▶ Exercise details:
Convert the part of the material below that opens with the line containing "Each instance of the woman's teeth" and closes with the line containing "[(232, 76)]" into a Markdown table with the columns Row and Line. Give each line its own row, skip blank lines, and include nothing outside that span.

## Start The records

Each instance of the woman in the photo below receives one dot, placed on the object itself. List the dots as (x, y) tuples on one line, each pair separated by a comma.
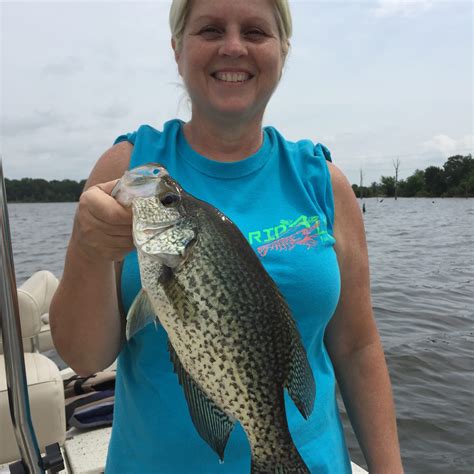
[(299, 214)]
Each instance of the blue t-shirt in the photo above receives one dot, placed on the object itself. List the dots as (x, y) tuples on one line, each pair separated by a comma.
[(281, 199)]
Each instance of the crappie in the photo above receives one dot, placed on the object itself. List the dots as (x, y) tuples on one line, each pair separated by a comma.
[(232, 339)]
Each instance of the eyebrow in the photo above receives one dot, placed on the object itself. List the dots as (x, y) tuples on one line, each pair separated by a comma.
[(214, 19)]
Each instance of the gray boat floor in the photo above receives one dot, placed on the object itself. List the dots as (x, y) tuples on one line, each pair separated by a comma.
[(85, 452)]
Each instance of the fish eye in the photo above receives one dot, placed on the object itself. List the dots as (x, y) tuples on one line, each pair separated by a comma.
[(170, 199)]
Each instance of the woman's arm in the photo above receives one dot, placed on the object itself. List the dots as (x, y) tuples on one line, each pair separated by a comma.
[(354, 344), (84, 313)]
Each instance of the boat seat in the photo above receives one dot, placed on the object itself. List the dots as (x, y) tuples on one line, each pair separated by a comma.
[(34, 298), (46, 395), (45, 385)]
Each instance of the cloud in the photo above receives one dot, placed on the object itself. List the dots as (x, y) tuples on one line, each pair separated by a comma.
[(114, 111), (447, 146), (69, 65), (387, 8), (27, 124)]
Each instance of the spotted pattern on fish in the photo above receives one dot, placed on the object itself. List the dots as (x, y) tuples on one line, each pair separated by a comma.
[(233, 341)]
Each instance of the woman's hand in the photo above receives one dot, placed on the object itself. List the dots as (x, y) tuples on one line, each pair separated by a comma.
[(102, 227)]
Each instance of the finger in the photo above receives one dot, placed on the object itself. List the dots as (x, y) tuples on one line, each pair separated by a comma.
[(111, 241), (90, 224), (105, 208)]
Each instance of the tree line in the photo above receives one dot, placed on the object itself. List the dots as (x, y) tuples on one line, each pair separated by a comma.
[(454, 179), (41, 190)]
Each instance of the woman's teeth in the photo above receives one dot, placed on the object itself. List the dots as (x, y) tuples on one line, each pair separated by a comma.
[(232, 76)]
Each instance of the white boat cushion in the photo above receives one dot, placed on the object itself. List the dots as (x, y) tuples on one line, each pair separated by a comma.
[(46, 394)]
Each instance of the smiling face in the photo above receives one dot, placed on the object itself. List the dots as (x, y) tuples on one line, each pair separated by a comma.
[(231, 58)]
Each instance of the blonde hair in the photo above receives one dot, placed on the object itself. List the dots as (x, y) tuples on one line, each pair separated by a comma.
[(180, 9)]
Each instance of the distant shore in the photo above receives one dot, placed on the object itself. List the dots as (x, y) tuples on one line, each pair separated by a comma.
[(454, 179)]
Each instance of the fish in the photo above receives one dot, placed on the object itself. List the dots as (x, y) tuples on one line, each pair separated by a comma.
[(232, 339)]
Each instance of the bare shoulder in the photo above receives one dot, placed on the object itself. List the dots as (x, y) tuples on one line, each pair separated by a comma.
[(111, 165), (348, 223)]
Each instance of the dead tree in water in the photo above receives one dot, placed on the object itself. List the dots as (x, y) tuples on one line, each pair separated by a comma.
[(361, 190), (396, 165)]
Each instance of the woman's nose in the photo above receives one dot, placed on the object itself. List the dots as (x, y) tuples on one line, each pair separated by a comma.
[(233, 45)]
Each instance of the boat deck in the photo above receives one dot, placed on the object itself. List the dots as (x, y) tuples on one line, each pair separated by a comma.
[(85, 452)]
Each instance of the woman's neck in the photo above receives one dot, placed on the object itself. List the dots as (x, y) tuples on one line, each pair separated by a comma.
[(224, 142)]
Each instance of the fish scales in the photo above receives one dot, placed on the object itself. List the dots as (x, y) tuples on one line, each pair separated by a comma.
[(232, 337)]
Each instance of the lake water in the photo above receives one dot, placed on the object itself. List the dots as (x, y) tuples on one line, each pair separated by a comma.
[(422, 273)]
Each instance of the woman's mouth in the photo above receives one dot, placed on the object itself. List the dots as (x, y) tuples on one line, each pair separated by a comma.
[(226, 76)]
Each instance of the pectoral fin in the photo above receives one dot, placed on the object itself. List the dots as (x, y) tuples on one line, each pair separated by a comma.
[(213, 424), (140, 314)]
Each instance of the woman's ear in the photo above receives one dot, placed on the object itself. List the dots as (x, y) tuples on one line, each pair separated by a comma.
[(177, 54), (173, 45)]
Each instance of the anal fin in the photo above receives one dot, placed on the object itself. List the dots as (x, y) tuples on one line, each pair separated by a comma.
[(300, 380), (210, 421)]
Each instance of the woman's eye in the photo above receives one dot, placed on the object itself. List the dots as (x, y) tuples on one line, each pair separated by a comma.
[(170, 200), (255, 33), (210, 32)]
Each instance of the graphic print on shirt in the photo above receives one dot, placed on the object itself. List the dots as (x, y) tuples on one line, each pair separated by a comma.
[(306, 231)]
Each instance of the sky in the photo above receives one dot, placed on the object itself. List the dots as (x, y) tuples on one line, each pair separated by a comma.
[(374, 81)]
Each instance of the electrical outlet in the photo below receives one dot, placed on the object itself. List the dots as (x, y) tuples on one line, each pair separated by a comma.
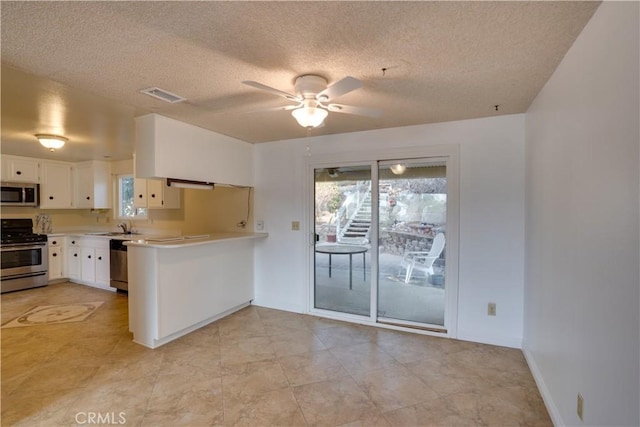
[(491, 309), (580, 406)]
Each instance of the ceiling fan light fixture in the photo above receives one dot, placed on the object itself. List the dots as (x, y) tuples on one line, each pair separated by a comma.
[(52, 142), (309, 117), (398, 168)]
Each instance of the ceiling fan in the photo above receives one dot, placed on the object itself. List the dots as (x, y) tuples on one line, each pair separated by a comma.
[(312, 97)]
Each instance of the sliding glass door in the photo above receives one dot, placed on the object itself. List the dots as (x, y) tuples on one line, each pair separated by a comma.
[(383, 246), (412, 239), (342, 217)]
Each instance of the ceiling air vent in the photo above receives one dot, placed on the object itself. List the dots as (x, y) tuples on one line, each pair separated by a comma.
[(162, 94)]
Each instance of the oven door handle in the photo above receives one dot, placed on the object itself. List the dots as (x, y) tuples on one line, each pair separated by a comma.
[(22, 247)]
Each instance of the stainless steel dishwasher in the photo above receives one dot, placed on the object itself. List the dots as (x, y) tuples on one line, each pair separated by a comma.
[(118, 261)]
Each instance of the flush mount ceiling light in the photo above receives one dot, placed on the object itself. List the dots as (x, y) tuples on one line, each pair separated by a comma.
[(52, 142), (398, 169), (163, 95), (309, 116)]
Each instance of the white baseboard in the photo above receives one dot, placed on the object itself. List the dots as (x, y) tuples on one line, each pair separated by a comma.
[(277, 305), (503, 341), (542, 387)]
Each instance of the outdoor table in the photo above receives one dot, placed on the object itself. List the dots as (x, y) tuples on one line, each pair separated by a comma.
[(345, 250)]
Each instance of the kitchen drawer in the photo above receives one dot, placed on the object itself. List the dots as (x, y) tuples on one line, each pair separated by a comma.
[(55, 242)]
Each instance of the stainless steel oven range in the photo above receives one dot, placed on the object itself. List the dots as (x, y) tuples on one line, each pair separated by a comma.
[(24, 256)]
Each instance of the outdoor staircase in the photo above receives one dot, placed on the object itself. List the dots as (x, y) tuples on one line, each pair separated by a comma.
[(358, 227)]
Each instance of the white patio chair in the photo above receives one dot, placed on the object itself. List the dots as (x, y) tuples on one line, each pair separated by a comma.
[(423, 261)]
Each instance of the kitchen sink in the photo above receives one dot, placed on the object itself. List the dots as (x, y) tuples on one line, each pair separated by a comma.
[(111, 233)]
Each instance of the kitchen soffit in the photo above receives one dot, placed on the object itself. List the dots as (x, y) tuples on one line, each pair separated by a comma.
[(444, 61)]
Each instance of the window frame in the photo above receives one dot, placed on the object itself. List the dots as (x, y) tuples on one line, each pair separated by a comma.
[(139, 213)]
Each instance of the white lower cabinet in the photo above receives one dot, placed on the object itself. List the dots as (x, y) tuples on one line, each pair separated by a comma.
[(88, 265), (57, 270), (102, 267), (73, 258), (88, 261)]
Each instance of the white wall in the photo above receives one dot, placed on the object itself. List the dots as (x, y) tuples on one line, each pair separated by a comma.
[(491, 267), (582, 279)]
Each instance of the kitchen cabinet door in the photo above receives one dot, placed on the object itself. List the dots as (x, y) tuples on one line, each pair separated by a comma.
[(21, 169), (88, 265), (159, 196), (139, 193), (73, 257), (55, 188), (57, 268), (102, 267), (56, 261)]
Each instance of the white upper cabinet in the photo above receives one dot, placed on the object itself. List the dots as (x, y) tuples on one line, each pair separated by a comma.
[(92, 184), (167, 148), (56, 189), (20, 169)]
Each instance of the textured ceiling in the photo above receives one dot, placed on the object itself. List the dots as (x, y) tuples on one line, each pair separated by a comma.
[(444, 61)]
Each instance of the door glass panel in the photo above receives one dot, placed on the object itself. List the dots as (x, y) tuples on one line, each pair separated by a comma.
[(342, 279), (412, 241)]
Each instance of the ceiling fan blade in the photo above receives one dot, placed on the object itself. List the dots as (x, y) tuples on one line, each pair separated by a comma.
[(281, 108), (349, 109), (269, 89), (339, 88)]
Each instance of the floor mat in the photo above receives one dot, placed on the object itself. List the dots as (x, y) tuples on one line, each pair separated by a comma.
[(48, 314)]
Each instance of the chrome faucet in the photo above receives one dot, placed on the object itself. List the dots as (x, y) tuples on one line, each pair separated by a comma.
[(125, 228)]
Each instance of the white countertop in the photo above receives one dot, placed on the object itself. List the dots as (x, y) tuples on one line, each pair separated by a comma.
[(167, 242)]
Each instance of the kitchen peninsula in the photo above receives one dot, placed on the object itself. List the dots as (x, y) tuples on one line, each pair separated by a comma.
[(179, 285)]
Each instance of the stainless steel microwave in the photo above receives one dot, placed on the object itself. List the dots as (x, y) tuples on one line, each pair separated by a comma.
[(14, 194)]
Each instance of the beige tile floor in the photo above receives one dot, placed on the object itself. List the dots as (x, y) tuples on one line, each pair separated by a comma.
[(257, 367)]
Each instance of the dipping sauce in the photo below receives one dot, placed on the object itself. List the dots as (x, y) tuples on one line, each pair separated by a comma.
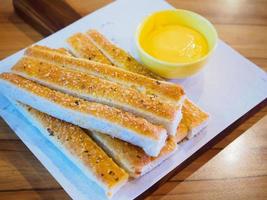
[(175, 44)]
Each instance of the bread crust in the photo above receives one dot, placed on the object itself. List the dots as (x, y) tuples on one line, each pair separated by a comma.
[(83, 47), (130, 157), (169, 91), (99, 90), (139, 131), (118, 56), (79, 148)]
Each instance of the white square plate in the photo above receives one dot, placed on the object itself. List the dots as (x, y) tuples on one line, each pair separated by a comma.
[(227, 88)]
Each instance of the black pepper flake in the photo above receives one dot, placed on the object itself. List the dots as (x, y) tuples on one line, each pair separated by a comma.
[(111, 173), (51, 133), (157, 82)]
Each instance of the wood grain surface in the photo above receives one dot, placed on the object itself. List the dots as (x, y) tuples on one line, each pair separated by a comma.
[(238, 171)]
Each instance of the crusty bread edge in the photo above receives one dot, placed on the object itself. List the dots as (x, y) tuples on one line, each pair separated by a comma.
[(150, 146), (39, 126)]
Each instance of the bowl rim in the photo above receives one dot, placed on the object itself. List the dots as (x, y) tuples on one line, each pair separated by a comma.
[(172, 64)]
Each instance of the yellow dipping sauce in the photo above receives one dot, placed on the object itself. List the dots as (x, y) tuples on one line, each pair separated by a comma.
[(175, 43)]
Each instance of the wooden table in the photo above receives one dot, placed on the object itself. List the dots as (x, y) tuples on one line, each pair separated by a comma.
[(238, 171)]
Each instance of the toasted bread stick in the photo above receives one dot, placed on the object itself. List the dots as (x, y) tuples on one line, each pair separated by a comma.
[(130, 157), (76, 145), (169, 91), (89, 115), (118, 56), (82, 47), (100, 90)]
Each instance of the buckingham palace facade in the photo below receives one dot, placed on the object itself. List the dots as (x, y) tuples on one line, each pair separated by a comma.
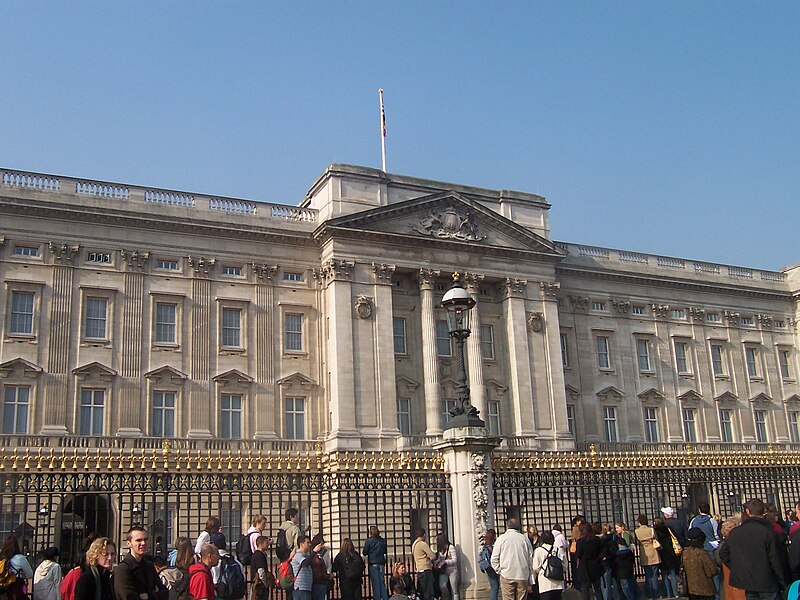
[(137, 312)]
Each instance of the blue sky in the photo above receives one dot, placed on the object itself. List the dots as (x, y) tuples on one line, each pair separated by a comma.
[(664, 127)]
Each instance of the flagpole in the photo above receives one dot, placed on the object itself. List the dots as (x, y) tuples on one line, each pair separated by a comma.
[(383, 131)]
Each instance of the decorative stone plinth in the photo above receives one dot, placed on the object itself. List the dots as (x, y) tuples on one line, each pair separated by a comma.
[(468, 462)]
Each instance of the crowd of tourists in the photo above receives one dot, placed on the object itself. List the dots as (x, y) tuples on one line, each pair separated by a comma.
[(752, 556)]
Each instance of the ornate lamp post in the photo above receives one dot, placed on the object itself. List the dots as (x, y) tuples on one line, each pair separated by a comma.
[(458, 303)]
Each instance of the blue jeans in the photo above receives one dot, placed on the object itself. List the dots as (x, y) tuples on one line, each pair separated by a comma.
[(376, 578), (651, 581)]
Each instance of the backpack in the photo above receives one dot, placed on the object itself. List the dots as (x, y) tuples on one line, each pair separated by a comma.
[(231, 584), (244, 550), (353, 567), (553, 567), (282, 550)]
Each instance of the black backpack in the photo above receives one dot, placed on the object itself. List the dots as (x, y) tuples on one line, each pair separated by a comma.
[(553, 567), (282, 550), (244, 551)]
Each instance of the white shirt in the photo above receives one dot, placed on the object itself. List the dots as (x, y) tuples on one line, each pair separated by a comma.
[(512, 556)]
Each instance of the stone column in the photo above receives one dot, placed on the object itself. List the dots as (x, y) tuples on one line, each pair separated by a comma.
[(433, 426), (468, 463), (477, 388)]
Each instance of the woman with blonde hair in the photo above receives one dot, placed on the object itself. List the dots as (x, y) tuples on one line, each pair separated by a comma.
[(95, 580)]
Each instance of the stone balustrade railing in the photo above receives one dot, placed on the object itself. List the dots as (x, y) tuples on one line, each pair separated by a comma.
[(74, 191)]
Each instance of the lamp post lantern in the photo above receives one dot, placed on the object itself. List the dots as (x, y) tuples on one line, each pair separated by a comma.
[(458, 303)]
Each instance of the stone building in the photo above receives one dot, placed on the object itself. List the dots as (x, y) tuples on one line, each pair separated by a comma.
[(147, 313)]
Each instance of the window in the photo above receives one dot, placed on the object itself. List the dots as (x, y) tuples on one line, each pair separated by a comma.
[(751, 360), (794, 430), (295, 417), (760, 418), (682, 357), (443, 346), (717, 363), (726, 424), (603, 359), (165, 322), (487, 342), (571, 419), (15, 409), (231, 328), (689, 427), (293, 326), (643, 355), (650, 424), (163, 414), (610, 422), (783, 362), (493, 417), (230, 421), (103, 258), (399, 327), (167, 265), (91, 412), (21, 313), (26, 251), (96, 312), (404, 416)]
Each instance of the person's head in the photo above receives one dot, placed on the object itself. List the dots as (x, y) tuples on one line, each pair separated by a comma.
[(209, 555), (10, 547), (212, 525), (348, 547), (136, 540), (491, 536), (102, 553), (756, 508), (399, 569), (695, 537)]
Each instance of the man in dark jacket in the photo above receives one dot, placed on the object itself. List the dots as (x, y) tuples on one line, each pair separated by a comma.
[(135, 577), (753, 556)]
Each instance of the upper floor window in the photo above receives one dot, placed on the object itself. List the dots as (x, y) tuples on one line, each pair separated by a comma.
[(31, 251), (487, 342), (230, 425), (293, 331), (15, 409), (21, 322), (95, 319), (91, 412), (443, 345), (399, 332)]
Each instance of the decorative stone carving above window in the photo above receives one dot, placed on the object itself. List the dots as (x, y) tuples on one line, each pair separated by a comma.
[(450, 224)]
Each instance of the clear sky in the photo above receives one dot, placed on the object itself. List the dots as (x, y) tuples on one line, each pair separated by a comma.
[(664, 127)]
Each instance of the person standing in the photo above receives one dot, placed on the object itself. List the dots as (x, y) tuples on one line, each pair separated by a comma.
[(753, 556), (95, 579), (201, 581), (423, 563), (485, 563), (512, 560), (135, 577), (375, 551)]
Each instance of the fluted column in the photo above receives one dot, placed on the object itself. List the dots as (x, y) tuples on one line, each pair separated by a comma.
[(477, 389), (430, 362)]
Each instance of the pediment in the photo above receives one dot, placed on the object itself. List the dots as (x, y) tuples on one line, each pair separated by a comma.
[(95, 369), (166, 374), (444, 217), (233, 376), (27, 368)]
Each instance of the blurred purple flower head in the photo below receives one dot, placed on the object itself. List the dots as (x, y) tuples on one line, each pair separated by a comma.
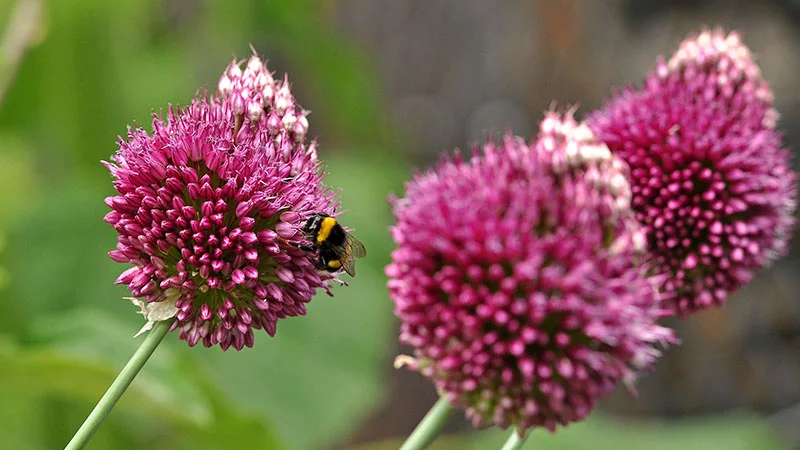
[(711, 182), (208, 204), (516, 279)]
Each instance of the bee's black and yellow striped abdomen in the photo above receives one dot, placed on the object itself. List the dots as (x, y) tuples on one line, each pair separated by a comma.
[(337, 248)]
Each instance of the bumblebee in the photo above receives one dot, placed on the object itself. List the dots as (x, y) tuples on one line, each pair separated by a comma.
[(336, 247)]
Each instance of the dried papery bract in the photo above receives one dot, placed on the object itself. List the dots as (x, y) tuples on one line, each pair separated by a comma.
[(517, 279), (208, 205), (710, 179)]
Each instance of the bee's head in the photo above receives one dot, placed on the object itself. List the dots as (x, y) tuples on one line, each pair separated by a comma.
[(313, 223)]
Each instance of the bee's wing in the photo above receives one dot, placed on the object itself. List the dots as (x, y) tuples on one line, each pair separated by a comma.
[(356, 248), (352, 248)]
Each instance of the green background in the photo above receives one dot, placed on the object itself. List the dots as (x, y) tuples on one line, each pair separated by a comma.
[(96, 66)]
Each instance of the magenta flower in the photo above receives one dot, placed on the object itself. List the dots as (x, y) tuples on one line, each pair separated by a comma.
[(209, 204), (516, 279), (710, 180)]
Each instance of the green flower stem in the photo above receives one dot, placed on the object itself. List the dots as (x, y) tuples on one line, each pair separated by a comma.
[(120, 384), (429, 427), (515, 442)]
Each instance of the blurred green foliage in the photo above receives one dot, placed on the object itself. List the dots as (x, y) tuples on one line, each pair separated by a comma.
[(65, 332)]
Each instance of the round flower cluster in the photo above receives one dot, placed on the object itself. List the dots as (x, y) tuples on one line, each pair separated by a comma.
[(516, 279), (710, 180), (209, 207)]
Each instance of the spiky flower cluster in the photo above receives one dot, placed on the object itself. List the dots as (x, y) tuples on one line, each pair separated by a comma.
[(208, 207), (710, 180), (516, 280)]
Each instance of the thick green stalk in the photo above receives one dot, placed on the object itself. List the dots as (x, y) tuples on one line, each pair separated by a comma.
[(515, 442), (429, 427), (120, 384)]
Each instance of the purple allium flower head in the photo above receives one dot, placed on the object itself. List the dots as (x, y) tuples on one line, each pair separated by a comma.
[(209, 205), (516, 279), (711, 182)]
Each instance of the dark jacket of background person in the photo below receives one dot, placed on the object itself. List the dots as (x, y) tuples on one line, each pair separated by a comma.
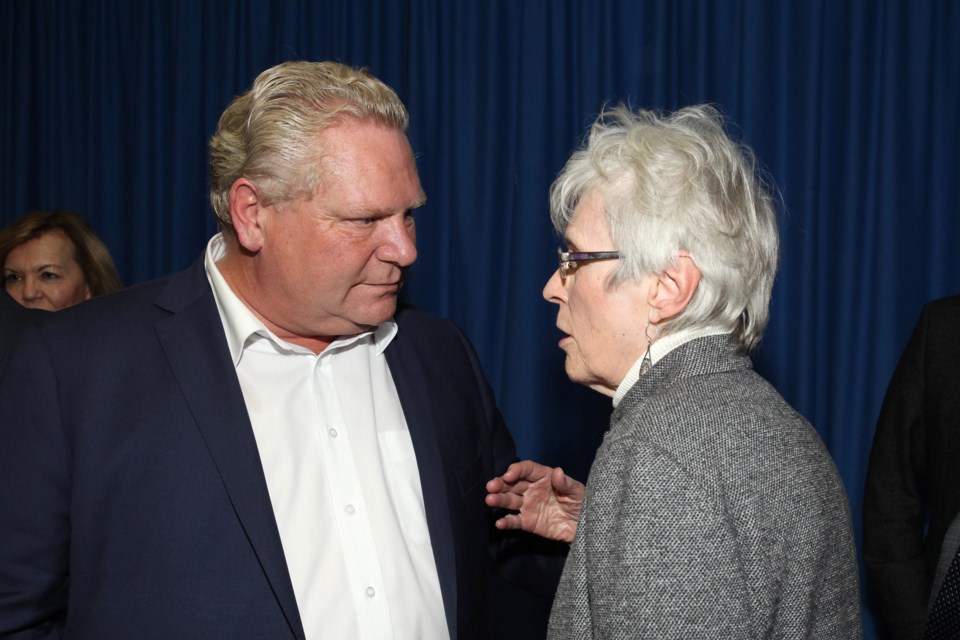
[(913, 479), (695, 521), (137, 494)]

## End The records

▶ Complete response:
| Row | Line |
|---|---|
| 1 | Each instance of the woman's teeth in the photo above receives one dot, placed on the object itself. List the dots as (x, y) tuples on one line, each pair separated by a comma. |
| 2 | [(232, 76)] |